__THE DATA__
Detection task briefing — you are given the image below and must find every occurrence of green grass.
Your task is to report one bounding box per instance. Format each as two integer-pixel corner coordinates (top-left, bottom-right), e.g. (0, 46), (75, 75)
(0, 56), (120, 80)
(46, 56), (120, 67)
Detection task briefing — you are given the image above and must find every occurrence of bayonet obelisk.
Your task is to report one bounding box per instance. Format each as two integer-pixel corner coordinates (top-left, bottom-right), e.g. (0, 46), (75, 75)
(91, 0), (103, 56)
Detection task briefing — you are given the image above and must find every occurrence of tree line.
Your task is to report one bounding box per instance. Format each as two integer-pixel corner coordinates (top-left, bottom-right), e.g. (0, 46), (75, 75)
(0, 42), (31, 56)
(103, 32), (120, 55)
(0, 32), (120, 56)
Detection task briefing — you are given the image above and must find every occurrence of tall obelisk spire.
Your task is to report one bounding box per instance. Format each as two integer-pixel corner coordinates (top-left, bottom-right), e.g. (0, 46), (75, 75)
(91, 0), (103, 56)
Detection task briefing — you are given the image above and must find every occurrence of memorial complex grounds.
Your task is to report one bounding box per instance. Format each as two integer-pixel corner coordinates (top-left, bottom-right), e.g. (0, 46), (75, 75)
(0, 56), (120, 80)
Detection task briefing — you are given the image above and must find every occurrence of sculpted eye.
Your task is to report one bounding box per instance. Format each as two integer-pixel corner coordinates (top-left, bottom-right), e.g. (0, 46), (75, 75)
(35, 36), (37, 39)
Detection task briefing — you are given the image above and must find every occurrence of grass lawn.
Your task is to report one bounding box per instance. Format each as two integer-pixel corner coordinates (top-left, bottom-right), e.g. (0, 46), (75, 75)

__THE TASK__
Please retype all of the lines above exactly as they stand.

__SOLUTION__
Detection task briefing — you are given the image below and must find every occurrence of green grass.
Your task is to report one bounding box per instance. Format each as two integer-pixel corner coordinates (top-left, bottom-right), e.g. (0, 46), (75, 75)
(0, 56), (120, 80)
(46, 56), (120, 67)
Detection task briefing — you are given the image above and must find every occurrence of bayonet obelisk.
Your task is to report one bounding box per instance. Format each as two integer-pixel corner coordinates (top-left, bottom-right), e.g. (0, 46), (75, 75)
(91, 0), (103, 56)
Detection task briefing — you are given the image above and must find every occurrence of tree line.
Your task is to report one bounding box per instance. Format each as two integer-pixel corner coordinates (top-left, bottom-right), e.g. (0, 46), (75, 75)
(0, 42), (31, 56)
(103, 32), (120, 55)
(0, 32), (120, 56)
Detection task briefing — you are given the image above and must find every occurrence of tall obelisk spire.
Your task is to report one bounding box per instance. Format each as two integer-pixel corner coordinates (top-left, bottom-right), e.g. (0, 46), (75, 75)
(91, 0), (103, 56)
Detection task briefing — you are given the image above and must find every occurrence of memorial complex grounds.
Your task is to report one bounding box per instance. Format each as two integer-pixel corner coordinates (top-left, bottom-right), e.g. (0, 46), (75, 75)
(0, 56), (120, 80)
Detection task briefing — you are given the image above and must find every occurrence of sculpted eye.
Your task is to report one bounding box per instance. Format each as two integer-pixel corner coordinates (top-left, bottom-right), e.g. (0, 46), (75, 75)
(35, 36), (37, 39)
Detection task briefing — you are given the image above and must find every occurrence of grass lawn.
Your task is to report one bounding box per instance. Format each as two integer-pixel corner coordinates (top-left, bottom-right), e.g. (0, 46), (75, 75)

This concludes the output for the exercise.